**Task requirements:**
Can you transcribe every entry word for word, skipping the images?
___ Entries shown
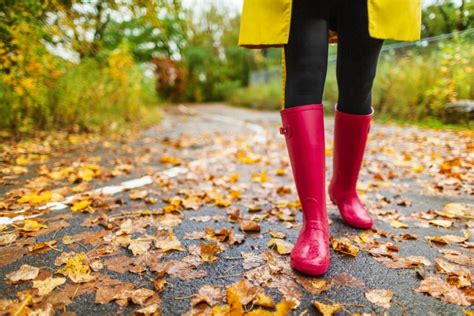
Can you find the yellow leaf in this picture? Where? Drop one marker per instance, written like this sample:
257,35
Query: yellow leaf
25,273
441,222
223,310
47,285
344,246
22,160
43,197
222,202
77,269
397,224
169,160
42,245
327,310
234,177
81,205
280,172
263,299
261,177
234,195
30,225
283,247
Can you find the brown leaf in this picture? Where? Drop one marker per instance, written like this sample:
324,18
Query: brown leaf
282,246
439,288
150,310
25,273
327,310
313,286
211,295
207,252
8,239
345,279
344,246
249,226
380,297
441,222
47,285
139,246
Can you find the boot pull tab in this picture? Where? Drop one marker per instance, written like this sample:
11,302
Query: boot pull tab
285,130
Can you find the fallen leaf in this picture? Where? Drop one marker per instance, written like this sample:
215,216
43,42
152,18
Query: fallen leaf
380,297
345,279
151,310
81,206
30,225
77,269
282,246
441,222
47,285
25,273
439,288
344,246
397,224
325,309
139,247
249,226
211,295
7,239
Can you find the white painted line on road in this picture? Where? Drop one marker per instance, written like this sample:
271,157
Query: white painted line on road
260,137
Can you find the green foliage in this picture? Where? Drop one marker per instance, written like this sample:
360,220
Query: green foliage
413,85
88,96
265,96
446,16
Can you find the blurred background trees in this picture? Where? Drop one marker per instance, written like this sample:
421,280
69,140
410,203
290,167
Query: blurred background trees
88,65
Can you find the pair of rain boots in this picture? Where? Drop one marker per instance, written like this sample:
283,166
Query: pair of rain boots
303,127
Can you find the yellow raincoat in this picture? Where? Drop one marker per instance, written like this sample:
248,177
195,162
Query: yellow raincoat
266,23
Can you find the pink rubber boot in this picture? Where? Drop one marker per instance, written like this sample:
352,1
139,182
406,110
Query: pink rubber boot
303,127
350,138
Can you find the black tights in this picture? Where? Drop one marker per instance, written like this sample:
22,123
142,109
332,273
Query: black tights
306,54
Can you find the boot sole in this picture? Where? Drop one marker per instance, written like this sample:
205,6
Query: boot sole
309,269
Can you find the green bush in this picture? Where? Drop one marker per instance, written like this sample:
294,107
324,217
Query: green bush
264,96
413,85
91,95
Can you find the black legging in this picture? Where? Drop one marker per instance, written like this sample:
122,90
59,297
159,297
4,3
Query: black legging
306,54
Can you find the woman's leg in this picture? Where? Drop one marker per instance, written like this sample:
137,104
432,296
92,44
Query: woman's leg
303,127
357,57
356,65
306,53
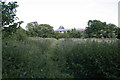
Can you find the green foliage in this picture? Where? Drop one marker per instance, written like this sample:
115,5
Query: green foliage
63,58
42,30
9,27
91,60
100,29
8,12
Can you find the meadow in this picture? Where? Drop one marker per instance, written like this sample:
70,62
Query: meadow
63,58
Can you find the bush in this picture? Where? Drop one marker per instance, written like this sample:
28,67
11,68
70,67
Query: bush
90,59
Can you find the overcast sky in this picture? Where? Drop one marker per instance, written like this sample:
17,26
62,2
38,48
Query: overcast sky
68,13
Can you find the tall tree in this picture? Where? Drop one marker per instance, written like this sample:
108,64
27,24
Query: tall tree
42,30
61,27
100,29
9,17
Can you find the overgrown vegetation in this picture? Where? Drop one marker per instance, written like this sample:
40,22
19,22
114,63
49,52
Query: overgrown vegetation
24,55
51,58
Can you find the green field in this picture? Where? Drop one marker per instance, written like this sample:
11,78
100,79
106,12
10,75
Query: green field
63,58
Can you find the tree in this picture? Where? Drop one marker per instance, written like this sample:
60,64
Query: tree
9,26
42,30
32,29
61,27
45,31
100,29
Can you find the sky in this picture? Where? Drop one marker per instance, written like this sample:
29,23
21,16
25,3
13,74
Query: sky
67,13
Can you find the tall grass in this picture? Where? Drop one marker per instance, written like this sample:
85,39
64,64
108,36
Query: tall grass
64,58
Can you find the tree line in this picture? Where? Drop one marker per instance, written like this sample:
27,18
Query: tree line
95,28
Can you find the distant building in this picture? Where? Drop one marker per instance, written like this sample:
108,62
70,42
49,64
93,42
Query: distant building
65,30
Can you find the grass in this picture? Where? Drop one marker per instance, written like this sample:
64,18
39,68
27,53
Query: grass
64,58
______
**Task answer:**
Can you find the yellow leaf in this picture? Where? Drop one marker per instance, written like this sample:
257,35
Query: yellow leaf
25,273
441,222
223,310
47,285
344,246
22,160
43,197
222,202
77,269
397,224
169,160
42,245
327,310
234,177
81,205
280,172
263,299
261,177
234,195
30,225
283,247
Can you find the brown leaf in this picture? Where? Drop one marker per instance, written like this sample:
324,18
Query: brown leaf
282,246
439,288
150,310
25,273
327,310
313,286
211,295
207,252
8,239
345,279
344,246
249,226
380,297
441,222
47,285
139,246
Can you find the boot pull tab in this picture? Where? Drop one marker per instance, written like this sample:
11,302
Query: boot pull tab
285,130
Can you find the fallen leaf in this picture? Where? Drop one marker per instance, written like this sample:
215,216
43,42
152,18
Query: fallen leaf
380,297
345,279
151,310
81,206
30,225
77,269
282,246
441,222
47,285
25,273
439,288
344,246
397,224
325,309
139,247
249,226
211,295
7,239
Can you find the white painted line on road in this picture? Where? Drop one marker per instance, written like this sample:
271,157
Query: white painted line on road
260,137
Can you find the green foliage in this picture? Where? Drop one marker per instance, written like this sample:
360,220
Query: green foliage
413,85
88,96
265,96
446,16
Can you find the blurred background trees in this picture? Where? Drop one marker per instance, written like this sample:
421,280
69,140
410,203
290,167
Query: blurred background trees
88,65
Can you find the pair of rain boots in this picture? Where? Drop one marker per instance, written like this sample:
283,166
Query: pair of rain boots
303,127
Can you find the yellow raincoat in this picture? Where? Drop one marker per instance, written like this sample:
248,177
195,162
Query: yellow raincoat
266,23
Can you find the pink rubber boot in this picture? Where? Drop one marker per instance, written like this sample:
352,1
139,182
406,110
Query: pink rubber boot
303,127
350,138
Can you find the black tights in this picture? Where? Drop one marker per instance, written like this sample:
22,123
142,109
332,273
Query: black tights
306,54
Can you find the boot sole in this picture? Where? Drop one marker per instance, written like this sample:
205,6
Query: boot sole
309,269
Can you find the green bush in this picture? Where? Drop one marker per instance, written like this sample:
294,107
324,217
Query: green bush
264,96
413,85
91,95
Can you find the black legging in this picture? Where? Drop one marker per instance, written like this sample:
122,90
59,297
159,297
4,3
Query: black legging
306,54
Can you find the woman's leg in this picture? Where? Drop one marker per instance, written like this sample:
137,104
432,296
92,44
Query: woman's leg
303,127
357,57
356,65
306,53
Can you find the green foliage in this picture? Where? Drop one marker per instance, written like this sample:
115,5
Query: green foliage
63,58
42,30
9,27
91,60
100,29
8,12
Can you find the meadow in this picture? Where? Drop one marker per instance, written like this sample:
70,62
Query: meadow
63,58
Can you find the bush in this picture? Where? Drop one marker per instance, written like this sample:
28,67
11,68
70,67
Query: bush
90,59
Can you find the overcast sky in this picture? Where? Drop one marker per instance, written like this sample:
17,26
62,2
38,48
Query: overcast sky
68,13
Can you find the tall tree in this picture? Where? Drop one marker per instance, written like this sample:
108,64
27,24
Query: tall tree
42,30
61,27
100,29
9,17
Can you find the overgrown vegetation in this picture? Where? Drop one marker per instance, written like this sample:
40,22
19,22
114,63
49,52
Query: overgrown vegetation
24,55
51,58
Can you find the green field in this picture? Where? Drop one marker per instance, written like this sample:
11,78
100,79
106,12
10,75
Query: green field
63,58
Can you find the tree in this picture? Where? Drop one marker per instance, written like this sample:
60,64
Query: tree
9,26
42,30
32,29
61,27
45,31
100,29
Can you find the sky in this picture? Where? Drop one marker per instance, written like this sample:
29,23
21,16
25,3
13,74
Query: sky
67,13
Can you find the tall grass in this picture? Where? Drop one marker per instance, written like this sample:
85,39
64,64
108,36
Query: tall grass
64,58
Can you find the tree line in this picture? Where? Drop one marker per instance, written like this sample:
27,18
Query: tree line
95,28
Can you find the distant building in this picture? Where? Drop one marker per instance, written like this sample:
108,62
70,42
49,64
93,42
Query: distant building
65,30
Can you find the grass in this picture? Where? Drop one marker per instance, written like this sample:
64,18
39,68
27,53
Query: grass
64,58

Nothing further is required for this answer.